Retain means we keep your files on encrypted US-based servers. You can access them, download them again, or request deletion at any point in the future.
Delete means that within 30 days of delivering your results, we permanently and irreversibly destroy all copies of your genomic data - including any working files generated during processing. Once that deletion is executed, the data is gone. There is no backup. We cannot recover it even if we wanted to.
This is not a standard feature in this industry. Most companies make deletion difficult, bury it in a support ticket process, or don't offer it at all. We put it at the point of purchase because we think it should be a decision you make consciously, not something that happens by default in our favor.
Where your data lives
Several people have asked specifically about this - and it's a fair question given that at least one major competitor used sequencing infrastructure in China, which raised real privacy concerns. Our sequencing machines are in the United States. Your data is stored on AWS servers in the United States. It does not leave the US. It is not processed offshore.
What we don't do
We don't use tracking pixels or behavioral advertising cookies. We don't build advertising profiles. We don't use analytics tools that share your data with third parties. We don't infer health conditions, ancestry, or any other attributes from your genome for our own use.
We collect what we need to fulfill your order - your name, shipping address, email, and payment information. Payment is processed by a third-party processor. We don't store your card details.
If we ever change our mind
We won't. But if we did - if this company ever changed ownership, took outside investment, or revised our approach to data - we would notify every customer directly by email before any change took effect. You would have the opportunity to request permanent deletion of your data before new terms are applied.
That's not a legal formality. It's a commitment.
One exception - and it's entirely your choice
Everything above applies to human genomic data without exception. But I want to be transparent about something we're doing on the animal side, because transparency is the whole point of this post.

******

Activity list:
A - In the genomic data privacy text, within how many days of delivering results does the Delete option destroy all copies of the data?
B - Pick up the genomic data privacy text after its last sentence and continue it.

******

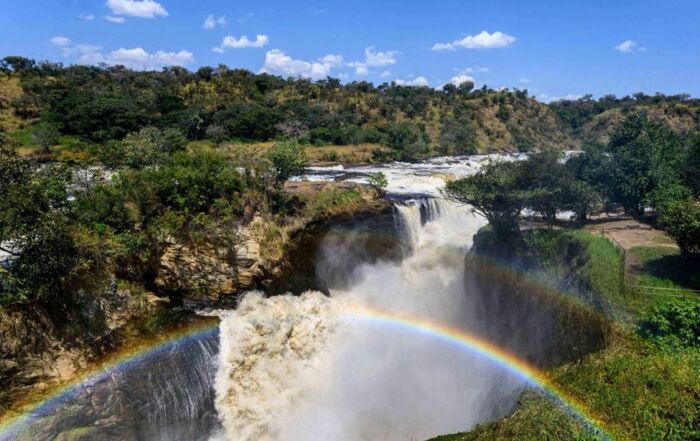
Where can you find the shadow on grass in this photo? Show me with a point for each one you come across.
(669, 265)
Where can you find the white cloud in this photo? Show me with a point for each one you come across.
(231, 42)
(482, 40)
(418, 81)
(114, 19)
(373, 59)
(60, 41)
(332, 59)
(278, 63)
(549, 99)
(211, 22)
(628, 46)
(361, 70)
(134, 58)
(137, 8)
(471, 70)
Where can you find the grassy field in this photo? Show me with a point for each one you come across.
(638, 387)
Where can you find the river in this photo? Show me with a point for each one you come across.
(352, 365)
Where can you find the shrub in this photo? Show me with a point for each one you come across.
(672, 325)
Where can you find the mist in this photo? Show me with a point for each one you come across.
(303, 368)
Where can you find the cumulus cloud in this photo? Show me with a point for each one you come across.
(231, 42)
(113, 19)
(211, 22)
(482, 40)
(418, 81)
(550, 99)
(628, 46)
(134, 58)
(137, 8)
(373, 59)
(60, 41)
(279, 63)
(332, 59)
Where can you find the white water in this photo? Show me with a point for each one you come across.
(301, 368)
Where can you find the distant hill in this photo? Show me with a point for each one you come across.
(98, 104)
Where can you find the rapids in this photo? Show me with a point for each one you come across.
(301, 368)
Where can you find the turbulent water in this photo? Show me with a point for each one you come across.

******

Results in order:
A - Within 30 days.

B -
There are remarkably few high-quality whole genome sequences of animals in public databases. Horses, dogs, livestock, exotic species - the scientific community genuinely needs more of this data to advance veterinary medicine, conservation biology, and our understanding of genetics across species. It's an area where citizen science can make a real contribution.
So here's what we're offering: if you sequence a non-human animal with us and choose to let us use that genome for open science - contributed to research, potentially published, helping build the world's genomic knowledge of that species - we'll give you a $50 coupon toward any ODIN kit.
This is entirely opt-in. You choose it explicitly at the time of your order. If you don't choose it, your animal's genome is treated exactly the same as human data - yours completely, never shared, deleted on request. If you do choose it, you're not just getting a sequencing service. You're contributing something real. Every well-sequenced genome added to the scientific record makes the next study more powerful, the next veterinary insight more accessible, the next conservation effort better informed.
We think that's worth something. Hence the $50.
Why I'm writing this
One of the first people to email us about privacy got a clear answer about how we handle data and replied: "This is for what I've been waiting. Sold."
That response made me realize that the privacy policy - as clear as we tried to make it - isn't enough on its own. People need to understand not just what the rules are, but why the rules exist and whether the person writing them actually means it.
I mean it.
Genomic data is the most personal information that exists. It's information about your health, your family, your ancestry, your biology. It deserves to be treated accordingly - not as an asset to be monetized, but as something that belongs to you and only you.
That's what we built. I hope it's what you've been waiting for too.